> _Teks yang Diberikan_:
Karena keberadaannya, lembah Panjshir
menjadi pusat perlawanan anti-Komunis, setelah Partai Rakyat Demokratik
Afghanistan (PDPA) memenangkan kekuasaan pada 1978.
Uni Soviet mengerahkan kekuatan mereka
ke sana setahun kemudian.
"Dia menjadi wajah publik
perlawanan dalam perang Soviet-Afghanistan," kata Profesor Elisabeth Leake
dari University of Leeds.
"Dia memiliki karisma dan secara
aktif terlibat dengan media Barat. Dia juga salah satu pemimpin perlawanan
utama yang bersedia berunding dengan Soviet, yang membuatnya begitu penting," paparnya.
Pada saat itu, kata Giustozzi, Massoud
berbeda dari para pemimpin pemberontak lainnya.
"Dia berpendidikan, bisa
berbahasa Prancis, berbicara lembut dan penampilannya menawan. Komandan lain
tampil kasar, buta huruf, dan terlalu bernafsu untuk berperang," katanya.
Massoud dibunuh pada tahun 2001 oleh Al Qaeda, dua hari sebelum serangan terhadap menara World Trade Center terjadi.
Dia dinyatakan sebagai pahlawan
nasional oleh Presiden Hamid Karzai.
Namun, ada yang mengatakan pemimpin
mujahidin itu adalah penjahat perang.

> _Daftar Tugas_:
[1] Tentukan apakah setiap pernyataan berikut sesuai dengan teks tentang Massoud dan lembah Panjshir. Jawab ya atau tidak untuk masing-masing, lalu kutip kata-kata penentunya dari teks. (a) Uni Soviet mengerahkan kekuatannya ke lembah Panjshir setahun setelah PDPA memenangkan kekuasaan. (b) Massoud dibunuh oleh Al Qaeda setelah serangan terhadap menara World Trade Center. (c) Menurut Giustozzi, Massoud bisa berbahasa Prancis.
[2] Tuliskan lanjutan teks tentang Massoud dan lembah Panjshir, dimulai sesudah kalimat terakhirnya.

Entri data hasil ekstraksi
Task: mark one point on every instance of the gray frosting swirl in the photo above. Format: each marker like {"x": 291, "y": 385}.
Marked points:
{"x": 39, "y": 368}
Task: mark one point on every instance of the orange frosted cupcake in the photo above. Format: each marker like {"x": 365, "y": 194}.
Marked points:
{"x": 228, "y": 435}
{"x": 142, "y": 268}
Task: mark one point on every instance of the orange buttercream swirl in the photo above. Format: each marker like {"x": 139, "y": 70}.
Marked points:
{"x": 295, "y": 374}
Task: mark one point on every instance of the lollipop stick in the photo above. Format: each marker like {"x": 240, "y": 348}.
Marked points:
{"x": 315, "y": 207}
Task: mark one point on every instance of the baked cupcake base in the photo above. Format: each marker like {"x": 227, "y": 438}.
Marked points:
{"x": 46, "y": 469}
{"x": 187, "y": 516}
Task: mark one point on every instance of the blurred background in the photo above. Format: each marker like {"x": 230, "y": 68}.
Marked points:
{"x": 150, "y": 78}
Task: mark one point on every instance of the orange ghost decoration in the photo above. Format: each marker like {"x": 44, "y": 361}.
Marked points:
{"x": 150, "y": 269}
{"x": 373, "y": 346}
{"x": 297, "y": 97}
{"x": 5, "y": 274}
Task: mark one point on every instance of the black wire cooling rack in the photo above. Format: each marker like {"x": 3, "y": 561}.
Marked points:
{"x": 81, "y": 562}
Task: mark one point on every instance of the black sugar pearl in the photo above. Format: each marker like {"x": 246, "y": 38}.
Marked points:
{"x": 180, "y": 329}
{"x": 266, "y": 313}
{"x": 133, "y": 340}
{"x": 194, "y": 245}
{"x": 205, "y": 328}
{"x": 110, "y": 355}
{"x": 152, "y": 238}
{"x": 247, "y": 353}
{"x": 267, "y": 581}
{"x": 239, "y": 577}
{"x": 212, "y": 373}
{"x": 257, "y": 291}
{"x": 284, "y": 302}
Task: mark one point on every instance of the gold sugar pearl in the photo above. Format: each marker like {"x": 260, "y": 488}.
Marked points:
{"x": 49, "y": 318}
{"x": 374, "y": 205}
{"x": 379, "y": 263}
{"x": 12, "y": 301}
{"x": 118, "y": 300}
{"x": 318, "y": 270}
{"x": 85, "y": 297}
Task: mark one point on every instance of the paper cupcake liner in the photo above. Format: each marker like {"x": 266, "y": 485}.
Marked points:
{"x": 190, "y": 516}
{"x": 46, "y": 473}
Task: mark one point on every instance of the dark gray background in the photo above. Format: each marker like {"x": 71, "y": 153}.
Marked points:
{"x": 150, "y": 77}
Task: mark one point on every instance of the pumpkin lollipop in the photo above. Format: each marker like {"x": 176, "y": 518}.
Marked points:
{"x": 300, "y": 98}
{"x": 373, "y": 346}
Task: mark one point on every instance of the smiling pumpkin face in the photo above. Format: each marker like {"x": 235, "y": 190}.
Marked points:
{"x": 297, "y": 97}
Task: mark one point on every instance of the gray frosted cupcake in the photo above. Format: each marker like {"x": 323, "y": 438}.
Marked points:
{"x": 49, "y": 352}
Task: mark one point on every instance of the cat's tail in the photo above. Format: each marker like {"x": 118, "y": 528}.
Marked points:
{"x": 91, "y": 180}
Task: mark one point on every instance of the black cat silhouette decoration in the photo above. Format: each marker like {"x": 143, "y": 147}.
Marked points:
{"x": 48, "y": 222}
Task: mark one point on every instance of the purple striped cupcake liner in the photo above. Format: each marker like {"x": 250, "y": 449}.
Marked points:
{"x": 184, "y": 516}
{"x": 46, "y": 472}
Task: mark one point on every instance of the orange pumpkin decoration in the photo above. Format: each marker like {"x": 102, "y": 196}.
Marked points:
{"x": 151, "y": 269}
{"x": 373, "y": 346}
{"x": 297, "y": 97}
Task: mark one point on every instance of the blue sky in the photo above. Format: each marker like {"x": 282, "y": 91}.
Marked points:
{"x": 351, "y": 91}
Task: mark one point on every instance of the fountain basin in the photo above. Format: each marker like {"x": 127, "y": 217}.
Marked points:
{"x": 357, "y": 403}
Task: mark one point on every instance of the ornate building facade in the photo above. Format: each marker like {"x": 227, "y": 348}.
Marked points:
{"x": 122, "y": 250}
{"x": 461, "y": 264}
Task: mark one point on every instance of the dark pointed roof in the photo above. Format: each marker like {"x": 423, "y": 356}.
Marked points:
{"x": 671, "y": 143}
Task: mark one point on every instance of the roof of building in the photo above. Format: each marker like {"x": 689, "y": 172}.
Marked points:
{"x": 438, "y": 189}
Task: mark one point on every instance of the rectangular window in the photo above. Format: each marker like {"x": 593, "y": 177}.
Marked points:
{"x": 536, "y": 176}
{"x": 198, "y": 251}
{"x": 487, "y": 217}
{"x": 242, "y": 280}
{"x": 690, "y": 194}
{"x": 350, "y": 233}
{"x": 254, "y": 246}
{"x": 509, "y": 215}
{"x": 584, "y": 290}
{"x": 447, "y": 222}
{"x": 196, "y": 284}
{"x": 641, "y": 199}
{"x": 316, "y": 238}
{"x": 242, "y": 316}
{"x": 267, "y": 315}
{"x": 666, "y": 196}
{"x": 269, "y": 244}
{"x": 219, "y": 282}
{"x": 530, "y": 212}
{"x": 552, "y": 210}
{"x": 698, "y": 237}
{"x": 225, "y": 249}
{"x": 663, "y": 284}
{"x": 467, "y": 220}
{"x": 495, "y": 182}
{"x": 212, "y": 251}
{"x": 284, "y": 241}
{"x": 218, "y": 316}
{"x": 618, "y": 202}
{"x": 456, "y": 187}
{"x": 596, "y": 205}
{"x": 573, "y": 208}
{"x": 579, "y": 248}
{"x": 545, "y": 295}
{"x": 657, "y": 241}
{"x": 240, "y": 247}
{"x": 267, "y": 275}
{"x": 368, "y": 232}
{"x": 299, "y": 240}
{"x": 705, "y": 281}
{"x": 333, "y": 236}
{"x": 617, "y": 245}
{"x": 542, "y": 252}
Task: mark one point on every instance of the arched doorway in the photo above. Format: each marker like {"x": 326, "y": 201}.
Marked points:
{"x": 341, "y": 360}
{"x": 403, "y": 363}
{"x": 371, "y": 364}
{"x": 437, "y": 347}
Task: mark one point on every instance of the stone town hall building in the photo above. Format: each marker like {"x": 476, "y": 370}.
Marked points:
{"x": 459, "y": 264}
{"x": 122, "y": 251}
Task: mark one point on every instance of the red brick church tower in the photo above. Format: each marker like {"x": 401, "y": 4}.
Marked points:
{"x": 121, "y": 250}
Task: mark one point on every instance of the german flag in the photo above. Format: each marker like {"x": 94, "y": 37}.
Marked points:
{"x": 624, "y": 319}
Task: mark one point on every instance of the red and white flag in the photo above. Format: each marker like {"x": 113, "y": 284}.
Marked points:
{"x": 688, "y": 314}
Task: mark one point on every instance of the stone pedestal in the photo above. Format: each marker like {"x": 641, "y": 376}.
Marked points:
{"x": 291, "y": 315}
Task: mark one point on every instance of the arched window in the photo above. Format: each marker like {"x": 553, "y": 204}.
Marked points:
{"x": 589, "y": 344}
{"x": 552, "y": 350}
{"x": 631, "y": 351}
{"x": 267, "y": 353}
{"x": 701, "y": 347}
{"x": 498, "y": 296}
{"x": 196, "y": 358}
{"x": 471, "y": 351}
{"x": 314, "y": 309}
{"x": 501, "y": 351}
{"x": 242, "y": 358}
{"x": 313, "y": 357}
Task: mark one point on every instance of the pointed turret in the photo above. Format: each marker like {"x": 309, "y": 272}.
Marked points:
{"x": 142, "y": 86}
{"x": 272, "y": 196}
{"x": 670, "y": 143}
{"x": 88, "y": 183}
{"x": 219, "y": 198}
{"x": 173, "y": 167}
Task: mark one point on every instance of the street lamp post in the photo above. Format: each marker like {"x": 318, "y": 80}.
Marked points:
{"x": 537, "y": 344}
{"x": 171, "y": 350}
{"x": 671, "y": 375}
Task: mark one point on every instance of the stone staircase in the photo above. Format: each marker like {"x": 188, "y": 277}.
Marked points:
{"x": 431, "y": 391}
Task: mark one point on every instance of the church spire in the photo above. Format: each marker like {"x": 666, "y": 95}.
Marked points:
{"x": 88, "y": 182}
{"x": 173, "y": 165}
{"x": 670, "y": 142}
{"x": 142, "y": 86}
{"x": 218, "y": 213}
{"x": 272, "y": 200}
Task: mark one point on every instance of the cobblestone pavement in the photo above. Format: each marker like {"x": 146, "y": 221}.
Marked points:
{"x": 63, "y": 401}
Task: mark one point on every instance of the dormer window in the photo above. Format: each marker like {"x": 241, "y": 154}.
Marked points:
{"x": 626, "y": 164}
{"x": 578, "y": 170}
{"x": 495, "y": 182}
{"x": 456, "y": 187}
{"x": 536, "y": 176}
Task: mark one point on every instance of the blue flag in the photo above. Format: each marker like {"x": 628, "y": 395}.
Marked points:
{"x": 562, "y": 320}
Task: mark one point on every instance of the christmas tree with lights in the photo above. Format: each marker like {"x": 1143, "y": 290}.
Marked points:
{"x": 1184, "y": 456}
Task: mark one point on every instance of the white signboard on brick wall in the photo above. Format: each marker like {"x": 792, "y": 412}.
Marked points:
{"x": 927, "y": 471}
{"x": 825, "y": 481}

> _Hasil yang Diharapkan_:
[1]
(a) Ya: "Uni Soviet mengerahkan kekuatan mereka ke sana setahun kemudian."
(b) Tidak: "dua hari sebelum serangan terhadap menara World Trade Center terjadi."
(c) Ya: "Dia berpendidikan, bisa berbahasa Prancis."

[2]
Menurut investigasi Human Rights Watch tahun 2005, Ahmad
Shah Massoud terlibat dalam banyak pelanggaran HAM yang dilakukan oleh pasukan
militer di bawah komandonya selama perang di Afghanistan.
Tak Dapat Ditundukkan?
Antara akhir tahun 1980 hingga 1985,
Soviet meluncurkan setidaknya setengah lusin serangan ke lembah itu, dari darat dan
udara.
Pasukan Rusia tidak menguasai medan
tempur dan sering tersergap.
Soviet "menerima seribu
luka" dari kiri, kanan dan tengah, kata Sharifi.
Pada pertempuran itu, seorang milisi
dari lembah tersebut mendapat julukan DHsK setelah dia menjual senapan mesin
Soviet.
Dulu dia kerap bersembunyi di bawah
batu dan menembak pasukan Soviet, tapi dia tidak pernah dapat ditangkap.
Situasi itu disebut membuat tentara
Soviet "gila".
Dia berkata, beberapa komandan
sekarang berada di akhir era itu.
"Mereka dilatih bersiaga seorang
diri pos terdepan, tanpa bisa berkomunikasi dengan markas. Mereka tahu
bagaimana menunggu dan kapan menyerang," katanya.
Giustozzi mengatakan, Soviet berhasil
mengamankan benteng di lembah untuk sementara waktu, tapi itu tidak bertahan
lama.
"Rusia enggan bertahan. Di satu
sisi, mempertahankan tentara di sana cukup menantang," katanya.
"Mereka ingin melindungi jalan
raya utama utara-selatan, tetapi pertempuran baru saja terjadi di daerah lain
di dekatnya," tambahnya.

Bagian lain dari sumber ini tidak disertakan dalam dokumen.